* [Task to carry out]:
Only the lines that hold "shirt" should be in the answer, each copied from the data below.

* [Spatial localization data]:
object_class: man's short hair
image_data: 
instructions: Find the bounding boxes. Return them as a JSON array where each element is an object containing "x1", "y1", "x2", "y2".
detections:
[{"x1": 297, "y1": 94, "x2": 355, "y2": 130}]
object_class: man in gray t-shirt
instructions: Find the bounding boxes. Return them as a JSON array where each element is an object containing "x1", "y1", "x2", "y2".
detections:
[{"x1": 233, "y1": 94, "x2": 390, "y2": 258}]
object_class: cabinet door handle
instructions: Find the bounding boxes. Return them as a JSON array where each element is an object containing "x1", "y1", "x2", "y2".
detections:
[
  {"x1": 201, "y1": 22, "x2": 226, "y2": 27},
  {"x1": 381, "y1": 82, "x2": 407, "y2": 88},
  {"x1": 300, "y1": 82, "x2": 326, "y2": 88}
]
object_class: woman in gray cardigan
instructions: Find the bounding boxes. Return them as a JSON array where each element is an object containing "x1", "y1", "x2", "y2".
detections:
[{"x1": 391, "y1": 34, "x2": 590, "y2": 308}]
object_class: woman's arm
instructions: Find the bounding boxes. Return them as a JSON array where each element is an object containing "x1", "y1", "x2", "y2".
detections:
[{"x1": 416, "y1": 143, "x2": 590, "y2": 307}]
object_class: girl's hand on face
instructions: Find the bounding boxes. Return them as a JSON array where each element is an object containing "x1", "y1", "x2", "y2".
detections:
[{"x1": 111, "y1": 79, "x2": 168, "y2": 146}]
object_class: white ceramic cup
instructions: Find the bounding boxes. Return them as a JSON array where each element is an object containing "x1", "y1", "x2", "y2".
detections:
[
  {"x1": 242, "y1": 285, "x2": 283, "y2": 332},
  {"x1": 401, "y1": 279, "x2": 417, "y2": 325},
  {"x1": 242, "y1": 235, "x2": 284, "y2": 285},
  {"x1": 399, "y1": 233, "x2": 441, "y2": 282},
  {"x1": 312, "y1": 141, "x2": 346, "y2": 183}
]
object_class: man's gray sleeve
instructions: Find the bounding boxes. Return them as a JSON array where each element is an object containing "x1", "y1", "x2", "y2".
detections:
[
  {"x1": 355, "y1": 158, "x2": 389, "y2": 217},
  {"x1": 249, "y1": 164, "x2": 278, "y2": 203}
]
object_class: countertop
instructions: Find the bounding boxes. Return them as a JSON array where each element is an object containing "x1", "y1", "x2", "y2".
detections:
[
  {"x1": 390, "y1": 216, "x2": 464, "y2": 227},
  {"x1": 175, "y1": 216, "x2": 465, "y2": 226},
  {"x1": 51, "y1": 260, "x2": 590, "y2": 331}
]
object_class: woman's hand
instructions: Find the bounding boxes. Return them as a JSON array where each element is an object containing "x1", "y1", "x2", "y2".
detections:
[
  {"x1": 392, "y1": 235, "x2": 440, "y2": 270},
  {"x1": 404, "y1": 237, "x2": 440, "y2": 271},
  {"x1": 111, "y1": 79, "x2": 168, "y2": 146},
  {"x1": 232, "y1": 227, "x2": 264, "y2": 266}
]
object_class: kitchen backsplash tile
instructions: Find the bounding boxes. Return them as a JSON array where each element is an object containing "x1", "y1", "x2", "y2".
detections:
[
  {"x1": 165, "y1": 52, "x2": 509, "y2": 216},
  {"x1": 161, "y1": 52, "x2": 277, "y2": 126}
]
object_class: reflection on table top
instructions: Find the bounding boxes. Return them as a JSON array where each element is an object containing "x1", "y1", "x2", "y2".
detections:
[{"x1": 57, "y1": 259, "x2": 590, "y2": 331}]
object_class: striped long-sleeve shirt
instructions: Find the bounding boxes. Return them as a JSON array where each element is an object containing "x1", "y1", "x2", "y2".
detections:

* [Written solution]:
object_class: man in gray t-shirt
object_class: striped long-sleeve shirt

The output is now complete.